(Passage for review)
Before I knew it, it was about 12.30pm and I was in my hospital room eating a yummy baked dinner! I was a little uncomfortable but I felt good.

Mum rang the hospital to check in on me and they transferred the call, and she was astonished to get me sounding so well! 


The nurses at the hospital were amazing, kind, and funny. I think they are indeed a very special kind of person! I mostly napped until Mum and Dad came to visit. I think they were very relieved to see me sitting up reading, and looking ok.

Later I realised my cleavage was in tact, so that was a good thing, not that that really matters in the grand scheme of things but you gotta take the good where you find it!



I didn't have a mastectomy as the doctor didn't deem it necessary, but boy, do not think I didn't go over the scenario in my mind....and a million others!

And I never asked how I would look after the surgery, thing is I still look pretty good, a bit like I have a had a minor boob lift, lol, but in a bra, you simply cannot tell!!! Of course, going in I wasn't so sure how I would look and it seemed churlish to be concerned. But I did feel relieved to feel my chest and it felt relatively normal.

Later my sister and bestie visited, the later bringing me contra-cheesecake that went down very well later that evening. After they left I napped until dinner, which was Lamb Shanks and very yummy.

I was in hospital overnight, which wasn't too bad despite being woken every couple of hours for vitals and/or drugs. My Dr woke me early the next morning and checked my wounds, all were looking good and I could go home. So Mum and Dad collected me and took me back to Chez Shay for a few days. They were simply magnificent!!!

I had limited right arm movement, but things got moving fairly quickly. I could pretty much do most things for myself, but just super super slow!

Whilst there I napped, read, watched some tele, and did crosswords. I had loads of phone calls and messages, flowers, and visits from friends. Mum's phone was constantly ringing with relatives and her friends checking on me. I felt very loved.








On the last day there Mum helped me remove the wound covers, this was a little traumatic. I have a lovely 8cm scar to the right of my right breast and similar one under my arm, the later giving me the most grief...very very awkward spot!

But they looked ok, and should heal to transparent over time.

And so I returned to Club Cathy, and settled back in nicely.


My beautiful sisters, niece, and mother have filled my freezer and fridge with homecooked meals and goodies, I don't know how I will ever thank them - and my father, and brother-in-law, and nephew - enough for their kindness and love!




Exactly a month since all this started, I went back to see Doctor Clarke for my results and where to from here!!!

I AM ALL CLEAR!!!!!!!!!!!!!!!!!

The fucker is gone, the lymph came back with no issues and the tissue taken around the lump also clear. He took 10 mm out. It was a very low level Grade 1 cancer. So low in fact he was unsure about followup treatment, which is usually radiotherapy. So I have an appt with the specialists at the Mater to decide what to do. At worst I will have five weeks of radiotherapy, which seems not too bad and I'm up for whatever I need to do!!!!!

I cannot begin to tell you all how relieved and happy I am.

So, a whole month turn around, that is fucking remarkable my friends!!! 

Science!!!!!!

I am the poster child for early detection.

I have learnt so much, but the main takeaway is this!!!

FFS, go and get your boobs checked, I have said this before, and I'm gonna keep saying it, and making people feel uncomfortable (although stuff like this should NOT make people feel uncomfortable). It is the most simple process, and if you are unsure, talk to me, I have had it done sooooo many times, I will talk you through the whole process!!!!
(End Passage for review)
(Provided data)
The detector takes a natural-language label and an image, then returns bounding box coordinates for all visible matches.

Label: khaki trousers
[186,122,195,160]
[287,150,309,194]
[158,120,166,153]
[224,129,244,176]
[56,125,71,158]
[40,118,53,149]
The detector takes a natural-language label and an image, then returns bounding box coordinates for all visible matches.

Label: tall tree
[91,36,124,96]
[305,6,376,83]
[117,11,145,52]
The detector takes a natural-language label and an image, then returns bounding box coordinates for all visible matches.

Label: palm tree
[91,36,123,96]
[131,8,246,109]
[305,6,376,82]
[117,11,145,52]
(End Provided data)
* _Things to do_
1 - In the breast surgery recovery post, how long is the scar to the right of the right breast?
2 - Write a continuation of the breast surgery recovery post, starting after its last sentence.
The lines above have nothing to do with the breast surgery recovery post.

* _Your written answers_
1 - It is 8cm long.

2 -
Because if they detect it, you can fix it easily!!!

Oh, don't think I don't know how lucky I am, I am soooo very fucking lucky. I am eternally grateful to all those beautiful people at the clinic and the hospital, and especially the lovely lady who found my lump. If she hadn't, well I don't even want to think about it!

Again I cannot thank my family enough, by god they have been knocking it out the park. And also my beautiful friends, you all know who you are, the messages, phone calls, flowers, cards, gifts, and well wishes...oh my goodness, this got me through it I am certain.





And I know I upset a lot of you with this awful news, for that I am so very sorry.

The love I felt surrounding me was no match for what Andrew Denton once called a "C" of a word that there is no answer for.

So I learned I was far tougher and resilient than I thought, that living in the moment is very very important when you are going through a living hell, that people are far kinder than you can even imagine, that science and medicine are key, and that love is everything.

And I love you all.

I still have some healing to do, I was off work until Easter, but have extended it a week, but again that will depend on those lovely war wounds of mine and how they are healing.

My hormones are all over the shop, and my anxiety the worst it has ever been, but yet my depression was no where to be found, until over Easter. I felt a bit low, feeling technically well, but not yet healed enough, so I was stuck at home and feeling very much alone and sad. But I just tried my best to pick myself up and be positive.

So many people ask me what I need, want. Trust me I will ask when I do need something, but in the meantime, I do not need sympathy or sorrow, I am here and a-ok!!!

But I do need company, I've been stuck at home for longer than I thought, and whilst I am ok, my head still goes to a million bad places, so a phone call or a message will keep me sane.

Don't worry I won't bother you with health shite, unless you are interested in that, I just want, need, crave regular chatter about you and what you are doing, and you know stuff!!!

Work has been wonderful, my small team knew what was going on leading up to my time off which commenced a few days before my surgery. They were concerned and supportive, and have been messaging me while I am off. Managers and key people involved in my projects were also told and again supportive and lovely, this is what you need in a work force. I am blessed to have plenty of sick leave to take, so there is no rush in any way to return until I am better.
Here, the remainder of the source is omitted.